##### Data under study

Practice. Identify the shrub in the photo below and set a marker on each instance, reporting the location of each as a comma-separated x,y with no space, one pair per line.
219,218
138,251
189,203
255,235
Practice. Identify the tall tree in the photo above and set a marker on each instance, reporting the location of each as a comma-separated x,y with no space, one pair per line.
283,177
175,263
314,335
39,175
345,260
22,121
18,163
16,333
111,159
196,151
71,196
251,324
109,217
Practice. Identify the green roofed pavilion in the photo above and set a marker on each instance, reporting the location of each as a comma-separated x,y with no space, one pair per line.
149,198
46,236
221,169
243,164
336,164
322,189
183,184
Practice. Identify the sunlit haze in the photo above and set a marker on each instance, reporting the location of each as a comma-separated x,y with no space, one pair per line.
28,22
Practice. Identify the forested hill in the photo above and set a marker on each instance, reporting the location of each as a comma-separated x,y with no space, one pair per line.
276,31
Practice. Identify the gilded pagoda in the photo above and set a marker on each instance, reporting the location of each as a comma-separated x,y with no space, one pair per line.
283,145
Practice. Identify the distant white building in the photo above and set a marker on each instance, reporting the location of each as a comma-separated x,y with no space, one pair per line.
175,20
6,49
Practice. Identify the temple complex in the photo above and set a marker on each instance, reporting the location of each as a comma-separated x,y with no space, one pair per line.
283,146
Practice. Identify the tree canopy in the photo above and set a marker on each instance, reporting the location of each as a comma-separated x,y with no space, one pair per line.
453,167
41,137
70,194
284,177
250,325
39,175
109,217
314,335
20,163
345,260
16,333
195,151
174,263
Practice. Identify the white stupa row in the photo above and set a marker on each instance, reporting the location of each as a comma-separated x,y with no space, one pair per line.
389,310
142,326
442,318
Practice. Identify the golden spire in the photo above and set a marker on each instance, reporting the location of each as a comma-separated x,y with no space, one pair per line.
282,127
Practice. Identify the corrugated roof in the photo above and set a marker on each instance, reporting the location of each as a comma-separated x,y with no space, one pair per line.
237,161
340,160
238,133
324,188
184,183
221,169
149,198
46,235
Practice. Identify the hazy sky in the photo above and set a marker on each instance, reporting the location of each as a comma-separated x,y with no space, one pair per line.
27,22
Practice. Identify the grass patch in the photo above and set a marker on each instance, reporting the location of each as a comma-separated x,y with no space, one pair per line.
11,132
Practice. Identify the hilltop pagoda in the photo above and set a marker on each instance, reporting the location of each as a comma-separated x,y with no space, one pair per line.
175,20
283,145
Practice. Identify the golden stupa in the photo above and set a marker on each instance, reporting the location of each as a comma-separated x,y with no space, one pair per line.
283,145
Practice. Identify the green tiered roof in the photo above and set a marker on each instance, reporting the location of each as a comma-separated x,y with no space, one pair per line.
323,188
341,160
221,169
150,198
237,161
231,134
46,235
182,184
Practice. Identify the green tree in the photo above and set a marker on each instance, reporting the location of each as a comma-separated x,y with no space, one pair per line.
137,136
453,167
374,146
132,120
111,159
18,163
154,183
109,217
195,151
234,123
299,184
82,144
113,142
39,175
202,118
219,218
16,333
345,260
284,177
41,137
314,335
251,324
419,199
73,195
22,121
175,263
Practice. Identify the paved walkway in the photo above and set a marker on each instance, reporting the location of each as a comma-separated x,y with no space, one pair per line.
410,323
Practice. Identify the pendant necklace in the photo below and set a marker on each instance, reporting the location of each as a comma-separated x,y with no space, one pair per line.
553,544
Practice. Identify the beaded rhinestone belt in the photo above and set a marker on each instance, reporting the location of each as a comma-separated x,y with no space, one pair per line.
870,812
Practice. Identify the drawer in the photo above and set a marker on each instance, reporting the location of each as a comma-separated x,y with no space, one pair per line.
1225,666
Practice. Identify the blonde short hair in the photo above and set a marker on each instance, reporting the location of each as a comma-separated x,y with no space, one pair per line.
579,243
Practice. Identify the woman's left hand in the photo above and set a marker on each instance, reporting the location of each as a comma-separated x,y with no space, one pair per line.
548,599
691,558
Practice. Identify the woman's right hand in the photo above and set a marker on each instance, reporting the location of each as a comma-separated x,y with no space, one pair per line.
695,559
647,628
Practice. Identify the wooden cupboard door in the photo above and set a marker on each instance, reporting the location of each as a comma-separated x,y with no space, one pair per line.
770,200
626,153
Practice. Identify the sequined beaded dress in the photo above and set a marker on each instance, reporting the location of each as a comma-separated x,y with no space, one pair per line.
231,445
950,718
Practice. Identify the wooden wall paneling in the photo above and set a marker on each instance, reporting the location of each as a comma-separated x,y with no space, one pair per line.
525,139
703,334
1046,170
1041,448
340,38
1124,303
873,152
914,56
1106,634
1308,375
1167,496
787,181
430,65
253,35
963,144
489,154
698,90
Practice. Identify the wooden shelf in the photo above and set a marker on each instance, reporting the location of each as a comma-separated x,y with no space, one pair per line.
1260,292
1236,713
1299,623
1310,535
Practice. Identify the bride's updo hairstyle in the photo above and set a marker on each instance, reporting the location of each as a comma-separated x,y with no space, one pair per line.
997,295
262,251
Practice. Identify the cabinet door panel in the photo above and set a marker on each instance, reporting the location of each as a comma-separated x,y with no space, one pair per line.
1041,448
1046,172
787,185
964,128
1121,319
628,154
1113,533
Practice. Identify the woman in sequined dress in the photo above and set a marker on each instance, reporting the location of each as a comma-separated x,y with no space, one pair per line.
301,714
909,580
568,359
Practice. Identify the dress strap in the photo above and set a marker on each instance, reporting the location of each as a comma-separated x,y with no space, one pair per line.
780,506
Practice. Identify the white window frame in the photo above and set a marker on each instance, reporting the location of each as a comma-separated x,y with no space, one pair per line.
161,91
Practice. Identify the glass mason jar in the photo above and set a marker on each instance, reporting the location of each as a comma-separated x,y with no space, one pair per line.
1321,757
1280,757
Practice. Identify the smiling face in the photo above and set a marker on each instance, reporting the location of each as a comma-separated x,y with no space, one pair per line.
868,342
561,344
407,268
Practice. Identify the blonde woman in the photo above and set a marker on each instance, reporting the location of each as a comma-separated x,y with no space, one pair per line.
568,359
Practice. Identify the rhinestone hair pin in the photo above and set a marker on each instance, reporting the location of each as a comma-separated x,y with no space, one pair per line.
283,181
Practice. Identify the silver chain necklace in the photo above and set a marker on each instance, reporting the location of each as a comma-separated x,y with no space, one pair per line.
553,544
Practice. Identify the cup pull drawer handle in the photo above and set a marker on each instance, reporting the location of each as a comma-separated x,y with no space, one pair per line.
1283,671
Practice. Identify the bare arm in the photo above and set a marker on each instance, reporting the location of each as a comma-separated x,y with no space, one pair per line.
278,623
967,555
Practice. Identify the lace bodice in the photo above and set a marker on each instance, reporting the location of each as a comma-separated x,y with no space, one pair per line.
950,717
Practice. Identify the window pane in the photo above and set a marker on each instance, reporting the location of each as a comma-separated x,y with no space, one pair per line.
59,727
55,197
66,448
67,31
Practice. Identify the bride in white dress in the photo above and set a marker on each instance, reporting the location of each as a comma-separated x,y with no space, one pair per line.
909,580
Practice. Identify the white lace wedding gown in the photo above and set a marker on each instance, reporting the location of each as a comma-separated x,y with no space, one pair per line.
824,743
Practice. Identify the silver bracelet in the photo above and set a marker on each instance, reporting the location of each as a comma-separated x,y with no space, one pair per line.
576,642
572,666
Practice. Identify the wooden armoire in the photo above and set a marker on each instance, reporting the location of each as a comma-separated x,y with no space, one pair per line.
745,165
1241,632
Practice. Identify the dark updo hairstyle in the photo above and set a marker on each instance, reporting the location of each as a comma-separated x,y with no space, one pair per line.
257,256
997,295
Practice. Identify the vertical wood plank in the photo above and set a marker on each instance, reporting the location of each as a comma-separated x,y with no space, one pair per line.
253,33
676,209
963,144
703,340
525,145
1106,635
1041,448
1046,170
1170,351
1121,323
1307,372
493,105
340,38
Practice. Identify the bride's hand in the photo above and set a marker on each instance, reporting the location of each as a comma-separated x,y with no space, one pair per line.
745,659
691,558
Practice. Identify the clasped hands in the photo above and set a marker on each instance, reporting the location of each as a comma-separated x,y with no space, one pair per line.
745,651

##########

▶ _Problem_
Start at the line holding "Practice. Identify the wooden armoire" and retype each line through the end of the material above, both included.

▶ _Your solution_
Practice. Identify the wooden armoire in the photo above and set a marker on each instance, reporting the location of each as a comma-separated x,y with no space, one pair per line.
745,165
1241,632
Practice. Identify the dark updo hairstyle in the photo above and set a marker on each instance, reporting the location of each as a comma-separated x,y with no space, one pair per line.
257,256
997,295
Practice. Identify the vertical wood plank in the photo above and set a marker on each instance, reporting the location of each as a comma-separated x,y with no space, one pair per line.
253,33
676,209
963,144
703,340
525,145
1106,635
1041,448
1046,170
1170,351
1121,323
1307,372
493,105
340,38
Practice. Identify the bride's hand in the photo above and set a marker on each instance, reporting the location of each as a comma-separated x,y with no space, one pair per line.
745,659
691,558
Practice. Identify the clasped hands in the photo above and set a marker on each instance, reporting the location of each as a comma-separated x,y with no space, one pair per line.
745,651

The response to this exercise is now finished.